(Picture annotation rows)
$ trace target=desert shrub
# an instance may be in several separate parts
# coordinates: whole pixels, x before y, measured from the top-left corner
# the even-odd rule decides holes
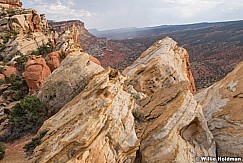
[[[53,51],[53,49],[54,47],[52,46],[52,44],[47,43],[38,47],[37,50],[32,51],[31,55],[42,55],[43,57],[46,57],[47,54]]]
[[[0,140],[9,142],[29,133],[35,134],[46,119],[41,101],[35,96],[25,96],[14,107],[10,127]]]
[[[28,61],[28,58],[25,55],[20,55],[20,57],[15,59],[15,61],[18,63],[18,69],[23,72],[25,63]]]
[[[46,135],[47,132],[47,130],[42,131],[39,136],[32,138],[31,142],[25,144],[24,149],[28,156],[34,153],[34,149],[41,144],[41,139]]]
[[[6,10],[6,12],[8,13],[9,16],[13,16],[16,13],[16,11],[13,9]]]
[[[6,77],[6,83],[13,83],[16,79],[14,74],[11,74],[10,77]]]
[[[6,44],[12,37],[16,37],[19,34],[17,31],[10,30],[7,32],[5,37],[3,38],[3,43]]]
[[[5,80],[0,79],[0,85],[5,84],[5,83],[6,83]]]
[[[3,143],[0,143],[0,160],[4,158],[4,155],[5,155],[5,147]]]
[[[0,74],[3,74],[4,68],[0,67]]]
[[[0,45],[0,52],[2,52],[4,49],[6,49],[6,47],[7,47],[7,46],[6,46],[5,44],[1,44],[1,45]]]

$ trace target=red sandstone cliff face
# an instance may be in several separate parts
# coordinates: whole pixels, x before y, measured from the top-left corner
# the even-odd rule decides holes
[[[0,0],[0,8],[20,8],[22,2],[20,0]]]

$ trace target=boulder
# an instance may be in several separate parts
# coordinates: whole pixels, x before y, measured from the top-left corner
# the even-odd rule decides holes
[[[61,53],[59,51],[48,54],[46,58],[46,63],[52,72],[60,66],[61,61]]]
[[[0,80],[1,80],[2,82],[5,81],[5,75],[0,74]]]
[[[94,63],[98,64],[98,65],[101,65],[100,61],[97,58],[93,57],[93,56],[90,56],[89,60],[91,62],[94,62]]]
[[[132,116],[135,103],[123,91],[123,83],[116,70],[96,75],[83,92],[45,121],[39,132],[48,132],[31,161],[133,162],[138,149]]]
[[[17,76],[17,69],[12,66],[4,66],[3,67],[3,74],[5,77],[10,78],[13,76],[14,78]]]
[[[22,2],[20,0],[0,0],[0,8],[20,8]]]
[[[163,88],[142,99],[134,111],[140,140],[137,162],[195,162],[216,157],[216,146],[202,108],[187,82]]]
[[[180,81],[188,81],[191,92],[196,91],[188,53],[169,37],[148,48],[123,74],[128,84],[147,95]]]
[[[79,94],[89,80],[104,69],[89,61],[90,55],[75,51],[70,53],[40,89],[38,97],[51,114]]]
[[[243,62],[195,95],[217,143],[218,156],[243,156]]]
[[[50,74],[51,70],[46,65],[45,59],[36,56],[27,61],[23,73],[27,85],[32,91],[38,91]]]

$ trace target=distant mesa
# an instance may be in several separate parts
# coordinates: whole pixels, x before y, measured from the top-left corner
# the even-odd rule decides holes
[[[0,8],[20,8],[22,2],[20,0],[0,0]]]

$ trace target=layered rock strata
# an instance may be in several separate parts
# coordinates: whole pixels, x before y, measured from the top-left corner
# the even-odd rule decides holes
[[[38,91],[49,75],[51,75],[51,70],[42,57],[34,56],[25,64],[23,76],[31,91]]]
[[[11,59],[19,54],[30,54],[53,39],[45,15],[22,8],[0,12],[2,57]]]
[[[137,91],[148,95],[180,81],[188,81],[191,92],[196,91],[188,53],[169,37],[148,48],[123,74]]]
[[[243,62],[224,79],[197,93],[218,156],[243,156]]]
[[[187,82],[161,89],[139,105],[134,112],[141,141],[136,162],[195,162],[197,156],[216,156],[212,133]]]
[[[20,8],[22,7],[22,2],[20,0],[0,0],[0,8]]]
[[[41,127],[40,131],[48,132],[32,161],[133,162],[138,149],[132,116],[135,103],[123,91],[124,79],[112,69],[96,75]]]
[[[89,58],[90,55],[80,51],[70,53],[46,80],[38,97],[52,113],[72,100],[95,74],[104,70]]]

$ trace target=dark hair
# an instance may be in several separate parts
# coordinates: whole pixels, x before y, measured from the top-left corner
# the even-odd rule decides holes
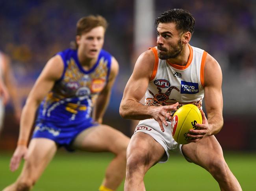
[[[81,35],[93,28],[100,26],[103,27],[105,30],[108,27],[107,21],[100,15],[89,15],[82,17],[76,24],[76,35]]]
[[[177,29],[182,33],[189,31],[192,34],[194,32],[195,18],[187,11],[174,9],[163,12],[156,19],[155,27],[157,29],[160,23],[170,22],[175,23]]]

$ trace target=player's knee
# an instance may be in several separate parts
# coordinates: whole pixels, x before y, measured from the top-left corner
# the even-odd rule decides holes
[[[229,170],[228,165],[224,158],[213,160],[209,163],[208,170],[215,178],[224,178]]]
[[[144,158],[139,155],[128,156],[126,161],[126,176],[131,175],[135,172],[143,173],[145,165]]]
[[[17,191],[30,190],[35,184],[35,181],[32,180],[20,179],[17,183]]]

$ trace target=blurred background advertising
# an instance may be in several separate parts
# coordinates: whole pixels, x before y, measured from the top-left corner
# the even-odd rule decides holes
[[[254,0],[0,1],[0,50],[11,59],[23,104],[47,61],[74,40],[78,19],[100,15],[109,23],[104,48],[120,65],[104,122],[130,136],[136,122],[122,119],[119,112],[123,90],[138,56],[156,45],[155,18],[174,8],[191,13],[196,24],[190,44],[205,50],[222,69],[224,126],[217,139],[224,150],[255,151]],[[6,108],[2,150],[16,147],[19,127],[13,108],[11,104]]]

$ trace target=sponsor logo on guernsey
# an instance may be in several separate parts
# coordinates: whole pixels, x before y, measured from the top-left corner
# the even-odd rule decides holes
[[[92,93],[96,93],[101,91],[105,86],[106,80],[104,79],[94,79],[93,80],[91,87]]]
[[[156,85],[161,88],[167,88],[170,87],[170,82],[165,79],[158,79],[154,82]]]
[[[147,131],[151,131],[152,129],[149,127],[145,126],[139,126],[135,129],[135,132],[139,130],[146,130]]]
[[[180,85],[180,93],[195,94],[199,92],[198,83],[182,81]]]
[[[181,78],[181,73],[173,71],[173,76],[176,78]]]
[[[67,87],[72,90],[77,89],[79,87],[79,84],[76,82],[70,82],[67,83]]]
[[[91,93],[91,91],[88,87],[82,87],[77,90],[76,95],[78,97],[87,96]]]

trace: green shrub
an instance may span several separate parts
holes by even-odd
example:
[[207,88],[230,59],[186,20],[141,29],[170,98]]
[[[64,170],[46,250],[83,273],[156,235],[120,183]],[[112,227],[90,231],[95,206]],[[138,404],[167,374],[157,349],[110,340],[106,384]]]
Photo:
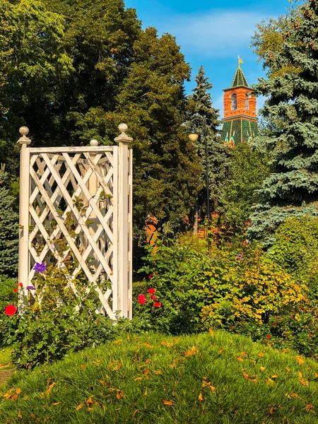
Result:
[[275,234],[271,257],[318,298],[318,218],[291,218]]
[[[1,165],[1,164],[0,164]],[[18,273],[18,215],[15,199],[6,187],[8,175],[0,167],[0,273],[11,277]]]
[[73,283],[77,296],[63,271],[51,266],[37,274],[37,288],[29,290],[28,307],[22,315],[4,316],[3,343],[12,346],[12,361],[18,367],[48,363],[114,336],[113,322],[95,312],[95,290],[81,275]]
[[145,290],[144,304],[135,298],[134,313],[155,329],[179,334],[204,326],[230,329],[242,322],[261,325],[305,299],[305,286],[246,244],[240,252],[214,247],[208,253],[184,240],[158,240],[148,249],[143,271],[149,273],[148,288],[155,289],[161,306],[154,307]]
[[223,331],[123,335],[18,372],[0,422],[314,424],[318,365]]
[[16,283],[13,278],[0,276],[0,314],[2,314],[7,305],[16,304],[18,294],[13,291],[18,287]]
[[12,317],[7,317],[4,310],[8,305],[16,305],[18,293],[16,280],[0,276],[0,346],[6,345],[7,335],[16,329],[17,320]]

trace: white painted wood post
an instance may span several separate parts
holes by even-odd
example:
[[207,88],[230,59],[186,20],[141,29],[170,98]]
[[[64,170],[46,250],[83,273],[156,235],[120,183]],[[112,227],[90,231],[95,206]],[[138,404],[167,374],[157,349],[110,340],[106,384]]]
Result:
[[133,139],[125,134],[128,126],[126,124],[118,126],[122,132],[114,141],[119,144],[118,172],[118,308],[120,316],[131,318],[131,283],[130,243],[131,235],[129,221],[129,158],[128,145]]
[[20,153],[20,211],[19,211],[19,260],[18,280],[23,288],[19,290],[19,312],[21,312],[25,300],[28,298],[29,278],[29,195],[30,195],[30,150],[31,140],[27,137],[29,129],[21,126],[19,129],[21,137],[18,144],[21,146]]

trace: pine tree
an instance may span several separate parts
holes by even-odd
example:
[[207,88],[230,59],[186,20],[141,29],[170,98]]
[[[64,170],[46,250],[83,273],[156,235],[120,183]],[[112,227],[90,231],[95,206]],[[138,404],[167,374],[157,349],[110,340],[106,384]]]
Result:
[[189,96],[189,108],[191,116],[187,123],[190,128],[200,134],[196,142],[196,149],[201,165],[199,178],[200,192],[198,194],[194,208],[194,232],[197,228],[198,213],[204,218],[206,214],[206,163],[204,153],[204,131],[206,129],[208,148],[208,174],[210,186],[210,200],[211,212],[218,208],[219,201],[220,187],[225,178],[228,155],[227,148],[222,143],[218,129],[220,125],[219,110],[213,107],[212,98],[209,90],[213,84],[208,82],[205,76],[203,66],[200,67],[198,75],[195,77],[196,87],[193,94]]
[[13,277],[18,271],[18,213],[14,197],[4,186],[8,175],[0,167],[0,275]]
[[318,2],[305,3],[289,21],[283,42],[265,61],[278,74],[261,78],[265,117],[284,122],[265,142],[275,153],[271,174],[259,191],[251,237],[266,237],[288,217],[318,216]]

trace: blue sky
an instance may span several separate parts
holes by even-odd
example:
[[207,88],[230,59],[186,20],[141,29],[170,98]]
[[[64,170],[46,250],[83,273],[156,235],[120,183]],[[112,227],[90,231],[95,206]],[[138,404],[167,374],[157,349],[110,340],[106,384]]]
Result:
[[[264,75],[261,64],[249,47],[255,25],[262,19],[285,14],[288,0],[126,0],[126,6],[136,9],[143,27],[154,26],[160,35],[170,33],[177,39],[192,76],[186,83],[188,93],[195,86],[194,76],[203,65],[213,84],[213,105],[223,117],[223,88],[232,83],[237,55],[249,85]],[[259,99],[258,107],[262,104]]]

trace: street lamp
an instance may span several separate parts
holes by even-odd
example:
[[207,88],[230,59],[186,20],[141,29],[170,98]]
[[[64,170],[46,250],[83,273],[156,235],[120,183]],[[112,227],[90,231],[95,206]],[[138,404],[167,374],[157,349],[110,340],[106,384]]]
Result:
[[[203,136],[204,139],[204,153],[206,158],[206,211],[208,213],[208,250],[210,250],[211,247],[211,240],[209,237],[209,231],[210,231],[210,187],[208,182],[208,143],[206,141],[207,136],[207,129],[206,129],[206,119],[204,118],[203,122]],[[189,132],[189,139],[191,141],[196,141],[199,136],[198,131],[194,131],[194,129],[192,129]]]

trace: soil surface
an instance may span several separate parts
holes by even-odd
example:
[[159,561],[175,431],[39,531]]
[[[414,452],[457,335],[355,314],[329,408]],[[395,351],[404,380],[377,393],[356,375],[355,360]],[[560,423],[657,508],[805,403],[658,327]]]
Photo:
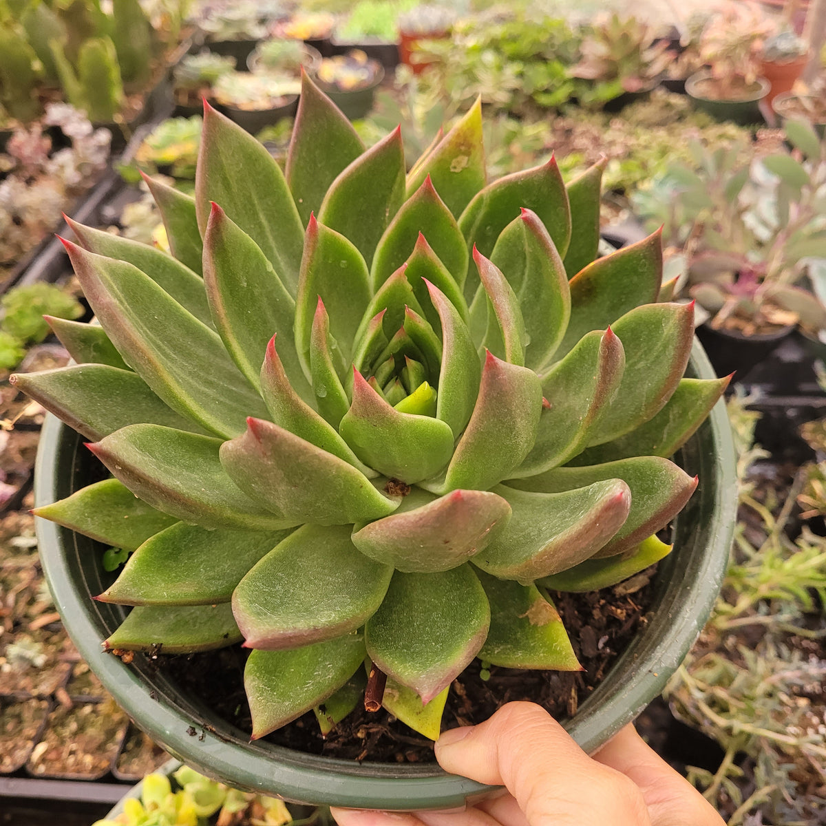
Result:
[[[558,719],[572,716],[648,621],[654,570],[649,568],[612,588],[586,594],[552,591],[584,670],[520,671],[491,666],[490,676],[482,679],[481,663],[474,660],[453,681],[442,718],[443,730],[482,723],[501,705],[519,700],[539,703]],[[234,646],[197,654],[160,655],[156,662],[185,693],[199,698],[218,716],[249,733],[252,725],[243,683],[247,654],[240,646]],[[310,712],[264,739],[311,754],[344,760],[434,762],[430,740],[384,709],[370,713],[361,705],[326,738],[321,737]]]

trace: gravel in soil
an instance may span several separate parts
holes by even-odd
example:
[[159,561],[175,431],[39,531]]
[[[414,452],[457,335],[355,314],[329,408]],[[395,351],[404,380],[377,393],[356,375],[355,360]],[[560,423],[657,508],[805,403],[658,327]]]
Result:
[[156,745],[142,731],[130,726],[123,749],[117,756],[115,773],[119,780],[134,780],[159,768],[169,759],[169,755]]
[[14,771],[26,762],[48,712],[45,700],[0,704],[0,772]]
[[[653,595],[653,568],[634,581],[586,594],[552,592],[571,637],[582,672],[519,671],[491,666],[487,679],[474,660],[453,681],[443,729],[472,725],[487,719],[512,700],[537,702],[558,719],[566,719],[602,681],[630,640],[648,622]],[[183,691],[232,723],[252,730],[244,693],[247,652],[240,646],[179,656],[160,655],[157,667]],[[193,736],[197,734],[192,729]],[[377,762],[434,762],[431,741],[409,729],[384,709],[369,713],[359,705],[327,735],[321,737],[312,713],[273,732],[268,742],[311,754]]]
[[48,728],[26,769],[36,777],[102,777],[117,753],[127,724],[126,715],[113,701],[106,709],[100,704],[58,706],[50,714]]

### INSTRUCTION:
Express the rows from the start through the line containing "[[[0,0],[0,8],[20,8],[22,2],[20,0]]]" as a two-column CSV with the headers input and output. Give each row its own line, put each field in quotation marks, turn line breaks into spaces, and leave out the pictures.

### FULL OUTPUT:
input,output
"$ trace target=desert shrub # an instance may be in several separate parts # coordinates: whole pixels, x before y, measured from the top-left corner # the even-odd rule decides holes","[[[53,51],[53,49],[54,47],[52,46],[52,44],[47,43],[38,47],[37,50],[32,51],[31,55],[42,55],[43,57],[46,57],[47,54]]] [[[0,140],[9,142],[29,133],[35,134],[46,119],[41,101],[35,96],[25,96],[14,107],[10,127]]] [[[28,61],[28,58],[25,55],[20,55],[20,57],[15,59],[15,61],[18,63],[18,69],[23,72],[25,63]]] [[[46,135],[47,132],[47,130],[42,131],[39,136],[32,138],[31,142],[25,144],[24,149],[28,156],[34,153],[34,149],[41,144],[41,139]]] [[[6,10],[6,12],[8,13],[9,16],[13,16],[16,13],[16,11],[13,9]]] [[[6,77],[6,83],[13,83],[16,79],[14,74],[11,74],[10,77]]] [[[6,44],[12,37],[16,37],[19,34],[17,31],[10,30],[7,32],[5,37],[3,38],[3,43]]] [[[5,80],[0,79],[0,85],[5,84],[5,83],[6,83]]] [[[3,143],[0,143],[0,160],[4,158],[4,155],[5,155],[5,147]]] [[[0,74],[3,74],[4,68],[0,67]]] [[[0,45],[0,52],[2,52],[4,49],[6,49],[6,47],[7,47],[7,46],[6,46],[5,44],[1,44],[1,45]]]"
"$ trace target=red sandstone cliff face # an instance may be in several separate parts # coordinates: whole pixels, x before y, measured from the top-left corner # the even-odd rule decides holes","[[[0,0],[0,8],[20,8],[22,2],[20,0]]]"